[Data items]

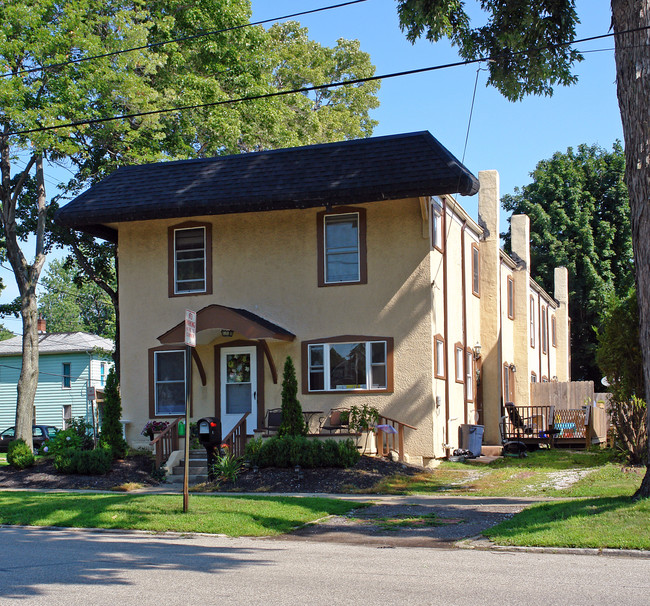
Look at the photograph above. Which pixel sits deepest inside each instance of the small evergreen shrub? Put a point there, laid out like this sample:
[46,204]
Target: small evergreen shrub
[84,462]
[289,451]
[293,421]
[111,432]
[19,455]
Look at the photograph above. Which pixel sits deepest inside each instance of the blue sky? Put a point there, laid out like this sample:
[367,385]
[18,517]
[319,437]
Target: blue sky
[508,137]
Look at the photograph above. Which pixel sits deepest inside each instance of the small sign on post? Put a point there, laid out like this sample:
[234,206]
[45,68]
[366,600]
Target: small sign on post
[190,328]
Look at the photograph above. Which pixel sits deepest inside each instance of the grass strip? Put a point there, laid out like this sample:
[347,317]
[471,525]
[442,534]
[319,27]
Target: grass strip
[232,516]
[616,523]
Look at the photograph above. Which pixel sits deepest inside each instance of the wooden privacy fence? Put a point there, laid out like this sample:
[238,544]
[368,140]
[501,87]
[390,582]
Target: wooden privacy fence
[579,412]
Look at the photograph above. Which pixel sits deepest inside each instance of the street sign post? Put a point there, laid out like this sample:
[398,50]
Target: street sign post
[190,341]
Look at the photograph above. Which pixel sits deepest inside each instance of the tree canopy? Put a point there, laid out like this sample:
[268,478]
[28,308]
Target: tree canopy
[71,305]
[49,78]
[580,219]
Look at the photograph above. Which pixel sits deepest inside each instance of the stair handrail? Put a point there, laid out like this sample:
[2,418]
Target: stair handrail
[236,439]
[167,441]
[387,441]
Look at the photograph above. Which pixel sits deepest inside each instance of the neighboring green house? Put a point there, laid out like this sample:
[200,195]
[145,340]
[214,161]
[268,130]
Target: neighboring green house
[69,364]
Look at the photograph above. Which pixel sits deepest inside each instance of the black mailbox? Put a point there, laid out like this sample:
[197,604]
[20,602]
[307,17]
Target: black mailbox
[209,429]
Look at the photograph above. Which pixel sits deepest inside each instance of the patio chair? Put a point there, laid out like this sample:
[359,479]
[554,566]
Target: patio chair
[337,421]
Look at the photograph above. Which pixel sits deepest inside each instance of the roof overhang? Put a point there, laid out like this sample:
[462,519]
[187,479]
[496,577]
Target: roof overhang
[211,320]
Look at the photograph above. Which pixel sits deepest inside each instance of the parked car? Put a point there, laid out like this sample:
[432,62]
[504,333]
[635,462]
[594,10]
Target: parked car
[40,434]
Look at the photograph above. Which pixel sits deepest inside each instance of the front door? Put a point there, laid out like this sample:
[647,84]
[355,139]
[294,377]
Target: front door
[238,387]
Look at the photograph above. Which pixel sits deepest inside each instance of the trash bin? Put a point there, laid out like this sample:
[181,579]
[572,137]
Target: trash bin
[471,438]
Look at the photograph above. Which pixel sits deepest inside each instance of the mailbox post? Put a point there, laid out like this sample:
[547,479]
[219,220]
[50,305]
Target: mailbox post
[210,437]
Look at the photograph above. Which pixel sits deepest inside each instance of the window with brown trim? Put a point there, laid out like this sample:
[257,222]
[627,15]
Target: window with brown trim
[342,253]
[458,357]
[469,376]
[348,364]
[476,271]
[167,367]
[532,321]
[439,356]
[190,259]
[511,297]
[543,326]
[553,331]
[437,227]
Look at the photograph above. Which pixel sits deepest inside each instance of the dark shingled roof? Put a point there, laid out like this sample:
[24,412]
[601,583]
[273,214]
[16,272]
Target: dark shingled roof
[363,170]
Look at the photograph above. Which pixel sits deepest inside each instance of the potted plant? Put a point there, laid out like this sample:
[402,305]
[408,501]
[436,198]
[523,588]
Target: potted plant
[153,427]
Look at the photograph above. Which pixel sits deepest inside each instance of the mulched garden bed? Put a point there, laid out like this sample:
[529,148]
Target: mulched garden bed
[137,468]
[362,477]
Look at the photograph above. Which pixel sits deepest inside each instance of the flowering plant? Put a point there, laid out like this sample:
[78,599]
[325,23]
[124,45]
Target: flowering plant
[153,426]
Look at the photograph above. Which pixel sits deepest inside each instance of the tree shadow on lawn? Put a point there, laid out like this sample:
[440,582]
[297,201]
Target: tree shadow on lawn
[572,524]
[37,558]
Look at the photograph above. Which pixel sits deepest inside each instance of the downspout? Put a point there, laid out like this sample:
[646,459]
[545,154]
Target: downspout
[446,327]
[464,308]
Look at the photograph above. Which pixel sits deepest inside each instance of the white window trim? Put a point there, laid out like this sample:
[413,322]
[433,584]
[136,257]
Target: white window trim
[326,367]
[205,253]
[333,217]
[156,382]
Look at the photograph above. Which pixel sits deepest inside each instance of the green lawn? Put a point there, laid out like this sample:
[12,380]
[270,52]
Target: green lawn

**Problem to work on**
Give back, unchanged, every line from the one with "of the dark" to the end of the entries above.

**Exercise answer**
Look at the photograph above. Which pixel sits deepest inside each instance of the dark shingled roof? Put a point there, laid out like this sample:
[24,412]
[601,583]
[273,214]
[16,272]
Target: dark shingled roof
[363,170]
Look at the photograph above. Which pixel sits deepest inside each instance of the potted plant? Put a point there, laid out like this sample:
[402,305]
[408,501]
[436,198]
[523,588]
Target: potted plant
[153,427]
Look at the photograph above. Which pixel sits deepest inside each instance of the mulched garden bed? Put a point there, laid out like this sample:
[529,148]
Target: mulched garden bed
[137,468]
[362,477]
Look at the photograph above. Which pixel sits deepest inside each instance of the flowering plant? Put a point there, laid out like this sample:
[78,599]
[325,23]
[124,45]
Target: flowering plant
[153,426]
Look at the photograph above. Which pixel sits deepest inside each instance of the tree shadow on lawn? Put a point there, laid out like this sample:
[440,582]
[297,201]
Target: tree shadow on lawn
[572,524]
[37,558]
Look at the photograph above. Which pixel sits deepest inside each instance of the downspout? Put a point there, laid out like this sample:
[646,459]
[545,154]
Target: downspout
[446,327]
[464,308]
Look at the photograph above. Which pixel sits deepest inside each instance of the white window trim? Put a point there, laid out like this sample:
[413,322]
[433,584]
[136,257]
Target: white window trim
[326,367]
[205,253]
[333,217]
[156,382]
Look at the photograph above. Which pixel sits deepest inside each instance of the green lawn? Put a point there, laid out like this sample:
[12,380]
[270,52]
Target: green lawn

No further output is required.